**Records for the exercise:**

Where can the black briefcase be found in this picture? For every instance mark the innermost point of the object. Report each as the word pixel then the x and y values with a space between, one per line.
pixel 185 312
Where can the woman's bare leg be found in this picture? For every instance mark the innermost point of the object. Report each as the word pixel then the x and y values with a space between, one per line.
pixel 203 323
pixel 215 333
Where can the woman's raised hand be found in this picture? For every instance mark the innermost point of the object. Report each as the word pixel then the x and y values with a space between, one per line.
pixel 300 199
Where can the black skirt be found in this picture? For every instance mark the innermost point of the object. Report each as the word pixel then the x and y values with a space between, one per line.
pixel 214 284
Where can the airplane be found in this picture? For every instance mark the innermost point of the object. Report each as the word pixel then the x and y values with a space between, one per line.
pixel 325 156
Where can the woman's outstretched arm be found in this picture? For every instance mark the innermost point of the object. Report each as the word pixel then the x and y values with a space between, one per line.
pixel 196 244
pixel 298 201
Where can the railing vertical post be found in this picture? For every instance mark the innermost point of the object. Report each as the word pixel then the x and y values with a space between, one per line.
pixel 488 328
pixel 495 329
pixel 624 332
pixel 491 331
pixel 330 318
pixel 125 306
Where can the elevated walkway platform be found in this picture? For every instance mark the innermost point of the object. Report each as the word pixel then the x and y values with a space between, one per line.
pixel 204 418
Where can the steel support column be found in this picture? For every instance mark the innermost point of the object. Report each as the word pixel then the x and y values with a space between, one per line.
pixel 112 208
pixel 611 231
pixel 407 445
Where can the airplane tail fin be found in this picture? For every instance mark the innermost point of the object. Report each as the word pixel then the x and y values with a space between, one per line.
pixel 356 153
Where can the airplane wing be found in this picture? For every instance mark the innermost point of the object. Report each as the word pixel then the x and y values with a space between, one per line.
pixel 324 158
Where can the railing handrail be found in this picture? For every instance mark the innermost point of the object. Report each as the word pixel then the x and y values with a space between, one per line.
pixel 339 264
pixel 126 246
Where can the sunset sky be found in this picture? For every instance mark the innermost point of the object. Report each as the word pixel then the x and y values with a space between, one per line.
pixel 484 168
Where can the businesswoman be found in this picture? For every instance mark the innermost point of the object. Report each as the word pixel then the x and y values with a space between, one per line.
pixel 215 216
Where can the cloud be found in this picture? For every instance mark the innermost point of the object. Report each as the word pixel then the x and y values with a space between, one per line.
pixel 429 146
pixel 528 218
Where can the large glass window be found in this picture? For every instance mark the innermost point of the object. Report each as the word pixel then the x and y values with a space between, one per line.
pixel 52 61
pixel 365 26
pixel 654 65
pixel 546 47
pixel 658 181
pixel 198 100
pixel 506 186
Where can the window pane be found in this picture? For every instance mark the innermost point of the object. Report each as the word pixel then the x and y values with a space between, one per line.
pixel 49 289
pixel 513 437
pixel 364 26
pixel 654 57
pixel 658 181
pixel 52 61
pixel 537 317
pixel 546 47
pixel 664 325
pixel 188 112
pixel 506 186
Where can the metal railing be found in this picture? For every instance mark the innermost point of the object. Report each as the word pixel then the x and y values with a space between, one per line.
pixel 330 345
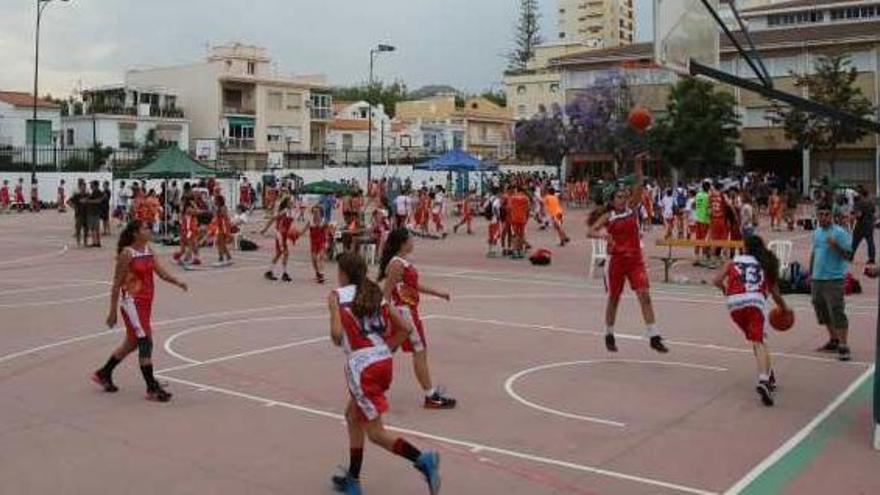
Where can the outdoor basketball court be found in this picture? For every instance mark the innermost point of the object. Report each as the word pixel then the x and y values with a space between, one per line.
pixel 544 409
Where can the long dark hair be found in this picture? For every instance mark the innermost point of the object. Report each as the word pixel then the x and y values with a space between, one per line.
pixel 126 237
pixel 396 239
pixel 754 246
pixel 368 296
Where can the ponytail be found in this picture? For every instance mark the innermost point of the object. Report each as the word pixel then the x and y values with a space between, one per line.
pixel 126 237
pixel 396 239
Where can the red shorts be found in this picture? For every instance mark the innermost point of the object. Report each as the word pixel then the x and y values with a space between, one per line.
pixel 751 321
pixel 416 341
pixel 621 269
pixel 718 231
pixel 136 316
pixel 368 380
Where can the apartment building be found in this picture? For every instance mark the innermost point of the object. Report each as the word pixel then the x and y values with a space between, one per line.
pixel 790 37
pixel 235 98
pixel 124 117
pixel 596 23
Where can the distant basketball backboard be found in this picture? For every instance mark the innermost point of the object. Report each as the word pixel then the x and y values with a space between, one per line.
pixel 685 30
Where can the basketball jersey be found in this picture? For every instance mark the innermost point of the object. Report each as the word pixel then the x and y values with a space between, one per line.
pixel 623 232
pixel 141 267
pixel 362 333
pixel 746 284
pixel 406 292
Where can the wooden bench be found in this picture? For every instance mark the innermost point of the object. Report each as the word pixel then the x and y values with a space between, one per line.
pixel 671 243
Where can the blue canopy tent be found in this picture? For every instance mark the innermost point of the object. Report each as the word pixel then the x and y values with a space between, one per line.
pixel 460 162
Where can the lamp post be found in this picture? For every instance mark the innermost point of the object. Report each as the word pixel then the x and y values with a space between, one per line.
pixel 41 4
pixel 375 51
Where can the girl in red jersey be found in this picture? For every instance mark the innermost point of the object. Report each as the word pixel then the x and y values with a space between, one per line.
pixel 132 295
pixel 319 235
pixel 746 281
pixel 359 323
pixel 619 225
pixel 402 287
pixel 283 222
pixel 224 231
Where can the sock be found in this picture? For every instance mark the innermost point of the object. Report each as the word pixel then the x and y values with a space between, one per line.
pixel 406 450
pixel 147 371
pixel 356 460
pixel 110 365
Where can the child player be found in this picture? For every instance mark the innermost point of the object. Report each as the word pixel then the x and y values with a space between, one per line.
pixel 746 281
pixel 626 261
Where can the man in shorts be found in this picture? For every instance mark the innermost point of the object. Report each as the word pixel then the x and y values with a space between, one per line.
pixel 829 261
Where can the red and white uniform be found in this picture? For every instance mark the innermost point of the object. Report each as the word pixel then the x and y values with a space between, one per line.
pixel 136 304
pixel 625 254
pixel 283 230
pixel 369 366
pixel 747 296
pixel 405 296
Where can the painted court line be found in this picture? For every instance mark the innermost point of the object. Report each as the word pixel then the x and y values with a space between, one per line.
pixel 798 437
pixel 452 441
pixel 511 381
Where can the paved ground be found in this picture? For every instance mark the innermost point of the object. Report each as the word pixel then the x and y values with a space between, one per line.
pixel 544 410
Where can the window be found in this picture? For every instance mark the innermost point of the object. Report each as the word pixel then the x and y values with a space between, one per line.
pixel 275 101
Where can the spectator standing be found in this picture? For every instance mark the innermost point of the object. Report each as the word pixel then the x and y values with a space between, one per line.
pixel 829 261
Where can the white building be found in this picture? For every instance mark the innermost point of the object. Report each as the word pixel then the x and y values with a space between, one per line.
pixel 125 117
pixel 235 98
pixel 17 125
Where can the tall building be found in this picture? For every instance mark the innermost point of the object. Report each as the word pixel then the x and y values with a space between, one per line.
pixel 596 23
pixel 235 98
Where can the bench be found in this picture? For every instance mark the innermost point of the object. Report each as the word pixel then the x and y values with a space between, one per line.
pixel 670 260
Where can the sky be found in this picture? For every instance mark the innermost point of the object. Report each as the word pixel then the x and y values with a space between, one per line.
pixel 93 42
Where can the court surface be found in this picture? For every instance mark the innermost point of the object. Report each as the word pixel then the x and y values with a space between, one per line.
pixel 544 409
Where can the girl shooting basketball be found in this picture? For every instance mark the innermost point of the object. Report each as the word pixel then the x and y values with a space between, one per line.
pixel 746 281
pixel 132 295
pixel 359 324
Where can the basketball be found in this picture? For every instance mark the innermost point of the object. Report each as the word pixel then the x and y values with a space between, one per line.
pixel 781 320
pixel 640 118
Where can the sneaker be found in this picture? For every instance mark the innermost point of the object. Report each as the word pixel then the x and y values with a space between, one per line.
pixel 345 483
pixel 159 394
pixel 105 381
pixel 610 343
pixel 429 465
pixel 439 401
pixel 766 393
pixel 658 345
pixel 830 346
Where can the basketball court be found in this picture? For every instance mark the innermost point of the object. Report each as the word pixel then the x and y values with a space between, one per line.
pixel 259 389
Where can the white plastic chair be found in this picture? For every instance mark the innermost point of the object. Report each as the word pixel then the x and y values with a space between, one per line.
pixel 782 250
pixel 600 253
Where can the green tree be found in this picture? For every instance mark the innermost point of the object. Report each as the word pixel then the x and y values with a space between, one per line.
pixel 832 84
pixel 700 130
pixel 526 36
pixel 378 92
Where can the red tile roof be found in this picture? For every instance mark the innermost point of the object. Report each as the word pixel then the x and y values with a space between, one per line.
pixel 22 99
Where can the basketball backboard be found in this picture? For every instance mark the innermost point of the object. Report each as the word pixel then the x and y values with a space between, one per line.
pixel 685 30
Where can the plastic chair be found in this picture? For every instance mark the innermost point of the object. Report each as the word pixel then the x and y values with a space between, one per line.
pixel 782 250
pixel 600 254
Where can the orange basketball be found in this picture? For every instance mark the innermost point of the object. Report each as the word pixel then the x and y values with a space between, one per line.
pixel 640 118
pixel 781 320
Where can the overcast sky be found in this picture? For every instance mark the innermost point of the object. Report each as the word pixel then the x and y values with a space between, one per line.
pixel 456 42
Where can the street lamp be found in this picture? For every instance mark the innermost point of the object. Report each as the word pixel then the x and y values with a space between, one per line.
pixel 41 4
pixel 381 48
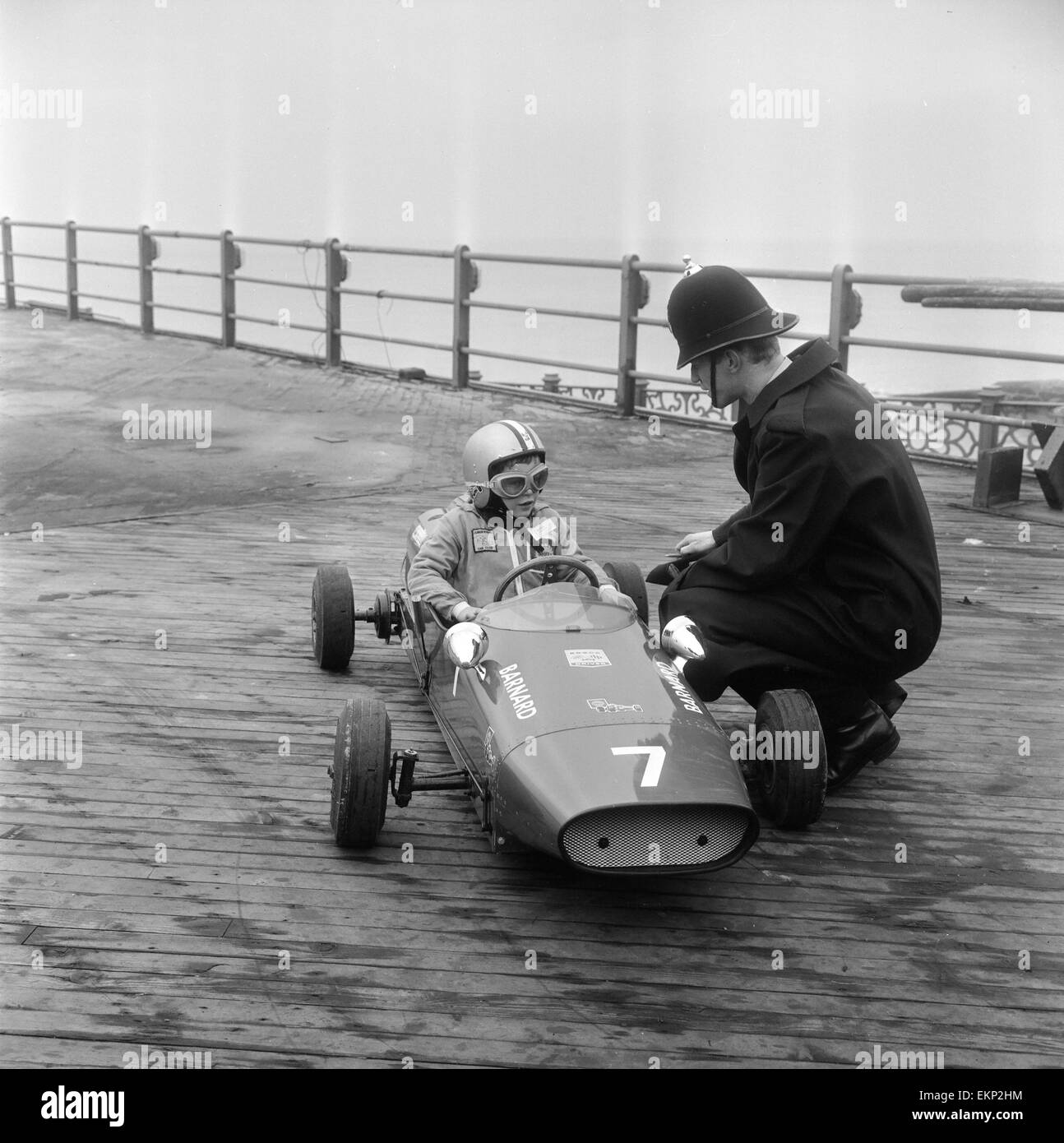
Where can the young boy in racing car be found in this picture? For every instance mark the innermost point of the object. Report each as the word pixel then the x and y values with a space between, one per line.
pixel 495 526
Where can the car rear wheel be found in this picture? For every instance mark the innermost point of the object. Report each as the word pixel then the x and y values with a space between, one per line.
pixel 361 761
pixel 333 618
pixel 629 579
pixel 793 781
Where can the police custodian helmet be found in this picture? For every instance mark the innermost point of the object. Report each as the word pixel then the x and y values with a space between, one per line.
pixel 715 307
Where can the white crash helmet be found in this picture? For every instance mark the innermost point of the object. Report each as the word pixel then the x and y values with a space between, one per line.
pixel 490 447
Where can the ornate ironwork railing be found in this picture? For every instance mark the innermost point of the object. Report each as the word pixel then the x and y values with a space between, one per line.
pixel 964 427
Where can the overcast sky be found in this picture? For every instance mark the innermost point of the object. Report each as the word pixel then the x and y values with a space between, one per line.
pixel 927 138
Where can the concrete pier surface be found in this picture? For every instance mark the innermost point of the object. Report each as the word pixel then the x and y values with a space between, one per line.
pixel 173 885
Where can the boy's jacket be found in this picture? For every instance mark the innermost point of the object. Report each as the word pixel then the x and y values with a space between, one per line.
pixel 464 559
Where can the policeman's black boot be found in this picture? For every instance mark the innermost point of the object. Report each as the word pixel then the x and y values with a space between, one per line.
pixel 870 738
pixel 890 697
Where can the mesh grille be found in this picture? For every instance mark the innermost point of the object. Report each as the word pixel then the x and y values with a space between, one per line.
pixel 627 835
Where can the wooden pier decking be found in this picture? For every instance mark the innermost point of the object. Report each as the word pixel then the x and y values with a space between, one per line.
pixel 181 888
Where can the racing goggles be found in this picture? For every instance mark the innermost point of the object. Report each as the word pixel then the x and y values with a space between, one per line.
pixel 512 485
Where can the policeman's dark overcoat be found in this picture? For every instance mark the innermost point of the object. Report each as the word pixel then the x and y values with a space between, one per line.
pixel 830 572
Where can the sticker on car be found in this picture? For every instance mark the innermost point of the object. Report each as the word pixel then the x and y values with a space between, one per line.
pixel 586 656
pixel 604 706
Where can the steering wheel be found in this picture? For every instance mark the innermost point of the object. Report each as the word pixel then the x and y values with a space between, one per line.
pixel 544 562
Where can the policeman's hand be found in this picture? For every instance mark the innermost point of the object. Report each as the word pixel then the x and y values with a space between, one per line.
pixel 695 544
pixel 609 595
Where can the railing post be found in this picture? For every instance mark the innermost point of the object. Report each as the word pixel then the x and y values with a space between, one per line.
pixel 843 312
pixel 464 286
pixel 335 272
pixel 231 262
pixel 631 295
pixel 8 263
pixel 71 270
pixel 147 252
pixel 990 398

**About this exercise:**
The line containing "Where can the sticker" and all lines after it, through the end of the entries above, are to be returned exactly and alone.

**Your solution:**
Where can the sticker on car be found in this picture? For every instance mark the innermost point of the object. Report each as the word pixel then the x and y values with a space between, one per line.
pixel 586 656
pixel 604 706
Where can the steering wheel be found in this picture? For every instance mark the innermost point of the object. Report each as the word pixel then the x and y values with a space between, one per line.
pixel 544 562
Where can the policeman's hand be found in this picture? For every instance mark the innermost point of the object. Report each as the word pixel then the x and y values with a space between, one per line.
pixel 695 544
pixel 609 595
Where can the railing post be found in this picture? For every instance mark the innermost point of the object. Report each as the word pixel then the x and y values with a space between, one per line.
pixel 843 312
pixel 464 286
pixel 335 272
pixel 231 262
pixel 631 295
pixel 8 263
pixel 71 270
pixel 147 252
pixel 990 398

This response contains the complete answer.